(PASSAGE)
[start]
The reason the token types are represented this way is that the actual tokenizer used by the Python interpreter is not the tokenize module; it is a much more efficient, but equivalent implementation written in C. C does not have an object system like Python. Instead, enumerated types are represented by integers (actually, tokenizer.c has a large array of the token types. The integer value of each token is its index in that array). The tokenize module is written in pure Python, but the token type values and names mirror those from the C tokenizer, with three exceptions: COMMENT, NL, and ENCODING.

All token types are defined in the token module, but the tokenize module does from token import *, so they can be imported from tokenize as well. Therefore, it is easiest to just import everything from tokenize. Furthermore, the aforementioned COMMENT, NL, and ENCODING tokens are not importable from token prior to Python 3.7, only from tokenize.

The tok_name Dictionary#

The dictionary tok_name maps the tokens back to their names:

>>> import tokenize
>>> tokenize.STRING
3
>>> tokenize.tok_name[tokenize.STRING] # Can also use token.tok_name
'STRING'

The Tokens#

To simplify the below sections, the following utility function is used for all the examples:

>>> import io
>>> def print_tokens(s):
...     for tok in tokenize.tokenize(io.BytesIO(s.encode('utf-8')).readline):
...         print(tok)

ENDMARKER#

This is always the last token emitted by tokenize(), unless it raises an exception. The string and line attributes are always ''. The start and end lines are always one more than the total number of lines in the input, and the start and end columns are always 0.
[end]
[Data listing]
[start]
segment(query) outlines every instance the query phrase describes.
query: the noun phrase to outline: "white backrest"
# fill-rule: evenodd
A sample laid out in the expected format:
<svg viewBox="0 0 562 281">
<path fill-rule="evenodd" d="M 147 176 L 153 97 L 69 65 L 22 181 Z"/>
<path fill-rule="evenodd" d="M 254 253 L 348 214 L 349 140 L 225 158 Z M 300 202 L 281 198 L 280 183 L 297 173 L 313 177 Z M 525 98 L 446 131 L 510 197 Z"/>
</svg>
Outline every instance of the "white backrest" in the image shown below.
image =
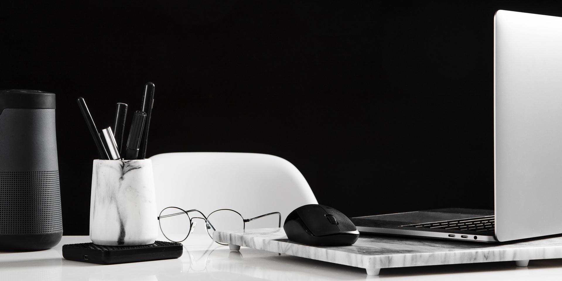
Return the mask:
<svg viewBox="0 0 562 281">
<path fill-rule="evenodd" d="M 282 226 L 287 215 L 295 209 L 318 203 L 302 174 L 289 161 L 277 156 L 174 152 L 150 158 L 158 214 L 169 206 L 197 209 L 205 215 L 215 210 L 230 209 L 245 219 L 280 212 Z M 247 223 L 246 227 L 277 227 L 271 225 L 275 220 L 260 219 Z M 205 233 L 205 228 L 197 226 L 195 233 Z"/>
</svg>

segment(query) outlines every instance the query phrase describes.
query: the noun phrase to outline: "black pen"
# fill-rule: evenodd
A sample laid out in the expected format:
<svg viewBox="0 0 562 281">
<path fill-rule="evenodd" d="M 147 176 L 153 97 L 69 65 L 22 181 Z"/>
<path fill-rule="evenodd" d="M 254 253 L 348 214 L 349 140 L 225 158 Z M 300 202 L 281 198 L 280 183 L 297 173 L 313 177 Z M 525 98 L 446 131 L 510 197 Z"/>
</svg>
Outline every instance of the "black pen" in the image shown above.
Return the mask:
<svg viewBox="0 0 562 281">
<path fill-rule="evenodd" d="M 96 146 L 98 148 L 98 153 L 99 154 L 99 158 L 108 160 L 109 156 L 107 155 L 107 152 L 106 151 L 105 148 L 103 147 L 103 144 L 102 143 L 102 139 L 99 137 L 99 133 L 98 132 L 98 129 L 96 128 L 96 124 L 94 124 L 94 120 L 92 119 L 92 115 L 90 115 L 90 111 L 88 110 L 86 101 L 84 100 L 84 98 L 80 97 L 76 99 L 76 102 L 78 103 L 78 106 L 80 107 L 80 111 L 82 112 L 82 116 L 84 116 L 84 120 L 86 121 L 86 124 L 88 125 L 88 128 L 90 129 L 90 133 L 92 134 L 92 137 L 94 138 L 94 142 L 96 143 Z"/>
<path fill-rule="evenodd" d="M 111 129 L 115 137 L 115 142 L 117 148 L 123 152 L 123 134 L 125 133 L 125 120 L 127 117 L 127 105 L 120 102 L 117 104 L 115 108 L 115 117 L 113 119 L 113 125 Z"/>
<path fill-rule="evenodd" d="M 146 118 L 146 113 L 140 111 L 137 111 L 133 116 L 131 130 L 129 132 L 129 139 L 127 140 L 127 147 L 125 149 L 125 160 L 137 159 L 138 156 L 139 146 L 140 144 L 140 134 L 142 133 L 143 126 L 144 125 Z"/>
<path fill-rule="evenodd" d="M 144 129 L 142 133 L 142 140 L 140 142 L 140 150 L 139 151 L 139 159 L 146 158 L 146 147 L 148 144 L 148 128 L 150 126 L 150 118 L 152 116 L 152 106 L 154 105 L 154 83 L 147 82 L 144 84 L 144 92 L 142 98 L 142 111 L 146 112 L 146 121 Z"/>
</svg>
[end]
(TASK LIST)
1: For each statement below, state whether it agrees with the passage on Python's tokenize module, answering yes or no and quoting the deciding words of the passage: (a) The Python interpreter itself uses the tokenize module to tokenize source code. (b) The start and end columns of the ENDMARKER token are always 0. (c) COMMENT, NL, and ENCODING can be imported from the token module in Python versions before 3.7.
2: Select every line of the data listing that contains the word "instance", treating case as significant.
The passage and the data listing have no connection to each other.

(SOLUTIONS PER TASK)
1:
(a) No: "the actual tokenizer used by the Python interpreter is not the tokenize module"
(b) Yes: "the start and end columns are always 0"
(c) No: "are not importable from token prior to Python 3.7, only from tokenize"

2:
segment(query) outlines every instance the query phrase describes.
Outline every instance of the "white backrest" in the image shown below.
segment(query) outlines every instance the query phrase describes.
Outline every instance of the "black pen" in the image shown above.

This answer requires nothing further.